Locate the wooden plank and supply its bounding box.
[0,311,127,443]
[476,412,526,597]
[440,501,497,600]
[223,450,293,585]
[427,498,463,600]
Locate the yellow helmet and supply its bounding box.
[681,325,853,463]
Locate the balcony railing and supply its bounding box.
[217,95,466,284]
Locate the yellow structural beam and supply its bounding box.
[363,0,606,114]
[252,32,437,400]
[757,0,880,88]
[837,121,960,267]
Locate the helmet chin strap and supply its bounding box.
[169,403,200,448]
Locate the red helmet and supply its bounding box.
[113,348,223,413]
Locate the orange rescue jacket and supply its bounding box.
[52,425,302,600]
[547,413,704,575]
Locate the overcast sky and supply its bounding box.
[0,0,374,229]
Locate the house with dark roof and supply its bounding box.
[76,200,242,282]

____________

Stated problem: Return, without any change, the lines of the records between the line holding "Locate the yellow helmet" and the line holding "[0,0,374,229]", inclusive.

Response for this exercise:
Locate the yellow helmet and supply its bounding box.
[681,325,853,463]
Locate the balcony railing and supply its bounding box.
[217,95,466,284]
Locate the yellow structural beam and supply its bounding box.
[363,0,606,114]
[252,32,437,400]
[757,0,880,88]
[837,121,960,267]
Locate the helmet chin strap and supply its bounding box.
[169,403,200,448]
Locate the red helmet and supply its bounding box.
[113,348,223,413]
Locate the orange rescue jacket and supply its bounding box.
[52,425,302,600]
[547,413,704,575]
Locate the overcast sky and supply its bounding box.
[0,0,374,229]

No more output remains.